**THE TASK**
Copy the records word for word, starting at the very first line and continuing through the line that contains "(395, 74), (410, 214)", with that line included.

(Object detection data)

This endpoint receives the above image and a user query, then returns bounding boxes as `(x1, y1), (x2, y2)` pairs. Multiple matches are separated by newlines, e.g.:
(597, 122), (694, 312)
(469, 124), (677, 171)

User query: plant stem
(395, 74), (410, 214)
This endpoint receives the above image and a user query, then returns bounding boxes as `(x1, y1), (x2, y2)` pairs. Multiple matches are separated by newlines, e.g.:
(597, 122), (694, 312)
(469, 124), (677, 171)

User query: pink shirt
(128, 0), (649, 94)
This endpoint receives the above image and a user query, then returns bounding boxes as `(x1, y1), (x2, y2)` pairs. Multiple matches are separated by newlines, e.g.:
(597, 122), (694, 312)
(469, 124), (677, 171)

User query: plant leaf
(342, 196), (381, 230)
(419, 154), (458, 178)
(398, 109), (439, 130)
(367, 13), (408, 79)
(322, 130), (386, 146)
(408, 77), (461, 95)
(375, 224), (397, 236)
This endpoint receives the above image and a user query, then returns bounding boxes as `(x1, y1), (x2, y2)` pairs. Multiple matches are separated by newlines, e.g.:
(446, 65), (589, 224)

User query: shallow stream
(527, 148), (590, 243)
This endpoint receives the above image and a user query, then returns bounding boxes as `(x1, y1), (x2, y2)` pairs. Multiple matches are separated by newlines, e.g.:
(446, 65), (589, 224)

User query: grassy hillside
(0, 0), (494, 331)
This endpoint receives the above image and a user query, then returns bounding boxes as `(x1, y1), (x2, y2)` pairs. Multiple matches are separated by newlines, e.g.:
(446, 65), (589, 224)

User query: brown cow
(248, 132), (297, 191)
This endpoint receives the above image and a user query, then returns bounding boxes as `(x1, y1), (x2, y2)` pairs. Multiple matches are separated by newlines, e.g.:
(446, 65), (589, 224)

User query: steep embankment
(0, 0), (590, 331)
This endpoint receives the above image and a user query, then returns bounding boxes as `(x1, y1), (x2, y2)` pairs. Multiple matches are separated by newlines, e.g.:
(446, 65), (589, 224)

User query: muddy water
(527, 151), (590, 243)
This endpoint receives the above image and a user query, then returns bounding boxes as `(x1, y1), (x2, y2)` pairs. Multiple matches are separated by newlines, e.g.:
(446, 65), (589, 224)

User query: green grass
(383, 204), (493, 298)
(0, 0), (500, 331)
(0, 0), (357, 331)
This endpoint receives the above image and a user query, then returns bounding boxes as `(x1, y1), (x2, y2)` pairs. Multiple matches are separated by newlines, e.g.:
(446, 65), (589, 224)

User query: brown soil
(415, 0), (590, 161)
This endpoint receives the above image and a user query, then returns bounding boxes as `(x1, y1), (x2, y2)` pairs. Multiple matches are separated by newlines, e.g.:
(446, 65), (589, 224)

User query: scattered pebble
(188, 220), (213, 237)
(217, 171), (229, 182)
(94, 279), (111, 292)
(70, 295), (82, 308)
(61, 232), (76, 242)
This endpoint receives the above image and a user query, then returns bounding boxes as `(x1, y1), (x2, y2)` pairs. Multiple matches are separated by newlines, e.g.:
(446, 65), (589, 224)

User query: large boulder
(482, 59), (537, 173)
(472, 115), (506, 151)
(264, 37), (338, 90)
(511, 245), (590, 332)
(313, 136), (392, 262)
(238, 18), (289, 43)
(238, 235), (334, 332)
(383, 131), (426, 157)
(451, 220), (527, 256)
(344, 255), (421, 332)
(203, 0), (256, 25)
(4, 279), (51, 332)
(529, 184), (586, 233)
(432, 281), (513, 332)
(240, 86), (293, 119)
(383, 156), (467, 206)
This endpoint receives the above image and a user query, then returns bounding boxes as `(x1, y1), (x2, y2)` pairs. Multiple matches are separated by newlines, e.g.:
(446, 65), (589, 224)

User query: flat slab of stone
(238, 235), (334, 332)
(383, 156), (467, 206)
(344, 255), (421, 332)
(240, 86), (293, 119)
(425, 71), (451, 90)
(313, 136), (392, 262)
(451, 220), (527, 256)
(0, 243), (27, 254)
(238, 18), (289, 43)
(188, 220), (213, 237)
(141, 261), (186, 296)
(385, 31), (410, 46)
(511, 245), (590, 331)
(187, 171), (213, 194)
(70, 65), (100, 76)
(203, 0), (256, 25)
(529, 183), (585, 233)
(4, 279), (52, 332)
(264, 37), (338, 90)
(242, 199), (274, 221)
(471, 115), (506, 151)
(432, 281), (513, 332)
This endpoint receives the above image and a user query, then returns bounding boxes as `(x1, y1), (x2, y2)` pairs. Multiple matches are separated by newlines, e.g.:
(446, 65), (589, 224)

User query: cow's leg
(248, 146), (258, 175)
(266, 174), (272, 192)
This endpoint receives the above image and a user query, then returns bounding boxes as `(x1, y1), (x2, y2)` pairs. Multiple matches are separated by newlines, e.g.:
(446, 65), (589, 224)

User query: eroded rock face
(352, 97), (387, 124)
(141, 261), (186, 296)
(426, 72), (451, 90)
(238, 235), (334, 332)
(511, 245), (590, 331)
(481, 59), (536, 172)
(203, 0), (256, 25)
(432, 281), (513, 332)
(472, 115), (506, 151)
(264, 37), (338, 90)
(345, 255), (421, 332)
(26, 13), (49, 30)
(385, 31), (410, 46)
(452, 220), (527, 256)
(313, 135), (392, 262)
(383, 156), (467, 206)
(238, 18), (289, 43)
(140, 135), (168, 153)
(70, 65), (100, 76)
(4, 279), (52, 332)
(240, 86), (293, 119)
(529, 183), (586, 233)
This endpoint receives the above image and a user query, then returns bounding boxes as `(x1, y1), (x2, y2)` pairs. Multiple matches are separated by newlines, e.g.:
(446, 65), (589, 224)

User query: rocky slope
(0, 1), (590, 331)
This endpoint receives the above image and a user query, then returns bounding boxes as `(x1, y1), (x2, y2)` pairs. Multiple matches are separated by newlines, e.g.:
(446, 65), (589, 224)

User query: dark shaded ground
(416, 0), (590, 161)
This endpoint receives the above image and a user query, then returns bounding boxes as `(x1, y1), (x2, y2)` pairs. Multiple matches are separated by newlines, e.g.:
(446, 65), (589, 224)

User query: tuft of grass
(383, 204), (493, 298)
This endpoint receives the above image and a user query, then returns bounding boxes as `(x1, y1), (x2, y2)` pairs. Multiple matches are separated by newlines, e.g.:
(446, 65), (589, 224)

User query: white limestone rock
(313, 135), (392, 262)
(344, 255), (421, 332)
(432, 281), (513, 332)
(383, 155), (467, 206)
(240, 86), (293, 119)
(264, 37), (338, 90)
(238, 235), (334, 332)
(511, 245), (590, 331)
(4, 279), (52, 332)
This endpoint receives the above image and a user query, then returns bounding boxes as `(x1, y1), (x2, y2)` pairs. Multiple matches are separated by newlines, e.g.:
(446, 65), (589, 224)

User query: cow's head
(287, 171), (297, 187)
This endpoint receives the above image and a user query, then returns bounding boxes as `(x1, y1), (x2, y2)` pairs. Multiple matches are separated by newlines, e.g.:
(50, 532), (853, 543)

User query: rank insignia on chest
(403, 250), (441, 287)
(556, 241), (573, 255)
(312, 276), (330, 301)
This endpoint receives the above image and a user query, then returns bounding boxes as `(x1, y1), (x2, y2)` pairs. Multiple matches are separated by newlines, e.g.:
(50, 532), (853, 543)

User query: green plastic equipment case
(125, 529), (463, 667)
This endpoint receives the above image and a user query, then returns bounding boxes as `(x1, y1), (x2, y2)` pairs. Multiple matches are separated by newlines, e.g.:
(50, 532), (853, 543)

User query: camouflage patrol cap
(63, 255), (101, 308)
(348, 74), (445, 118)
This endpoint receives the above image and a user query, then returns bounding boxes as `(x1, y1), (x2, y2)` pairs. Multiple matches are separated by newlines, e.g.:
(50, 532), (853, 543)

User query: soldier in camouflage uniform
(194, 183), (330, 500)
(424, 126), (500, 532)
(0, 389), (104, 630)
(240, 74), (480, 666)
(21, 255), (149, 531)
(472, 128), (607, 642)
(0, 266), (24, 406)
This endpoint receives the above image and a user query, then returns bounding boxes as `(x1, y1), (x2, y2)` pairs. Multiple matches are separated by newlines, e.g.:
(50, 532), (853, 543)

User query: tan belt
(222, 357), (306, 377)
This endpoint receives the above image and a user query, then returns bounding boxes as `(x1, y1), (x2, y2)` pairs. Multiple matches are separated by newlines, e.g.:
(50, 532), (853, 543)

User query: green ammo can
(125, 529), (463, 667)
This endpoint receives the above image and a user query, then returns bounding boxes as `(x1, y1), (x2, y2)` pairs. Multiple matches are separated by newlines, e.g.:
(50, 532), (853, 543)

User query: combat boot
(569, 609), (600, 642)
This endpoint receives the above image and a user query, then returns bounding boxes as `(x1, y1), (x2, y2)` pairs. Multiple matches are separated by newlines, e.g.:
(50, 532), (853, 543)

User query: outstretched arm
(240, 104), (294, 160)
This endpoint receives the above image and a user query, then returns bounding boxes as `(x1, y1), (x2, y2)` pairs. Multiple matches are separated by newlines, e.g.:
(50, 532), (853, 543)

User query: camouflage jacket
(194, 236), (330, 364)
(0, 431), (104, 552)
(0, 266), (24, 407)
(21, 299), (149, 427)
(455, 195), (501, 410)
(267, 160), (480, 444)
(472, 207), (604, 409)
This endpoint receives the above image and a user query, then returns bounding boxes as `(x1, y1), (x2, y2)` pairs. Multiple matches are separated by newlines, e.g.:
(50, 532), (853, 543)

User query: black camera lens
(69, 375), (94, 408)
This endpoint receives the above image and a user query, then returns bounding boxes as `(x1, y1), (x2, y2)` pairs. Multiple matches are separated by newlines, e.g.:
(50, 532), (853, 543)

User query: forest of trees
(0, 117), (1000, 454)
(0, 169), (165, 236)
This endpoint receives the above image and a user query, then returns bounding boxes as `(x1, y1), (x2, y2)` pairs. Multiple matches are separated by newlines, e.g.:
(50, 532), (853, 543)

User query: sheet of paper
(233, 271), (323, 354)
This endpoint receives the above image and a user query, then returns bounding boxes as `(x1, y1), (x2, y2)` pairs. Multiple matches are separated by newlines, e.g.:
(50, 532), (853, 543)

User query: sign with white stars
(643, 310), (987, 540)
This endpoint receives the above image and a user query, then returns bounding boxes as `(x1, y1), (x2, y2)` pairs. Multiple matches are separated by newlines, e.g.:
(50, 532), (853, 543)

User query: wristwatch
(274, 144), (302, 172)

**ANSWER FOR THE TASK**
This endpoint receives the above image and a user query, then returns bounding boxes as `(x1, y1), (x2, y2)` pairs. Multiple matches are separated by newlines, e.g.:
(597, 122), (694, 312)
(469, 124), (677, 171)

User query: plant stem
(395, 74), (410, 214)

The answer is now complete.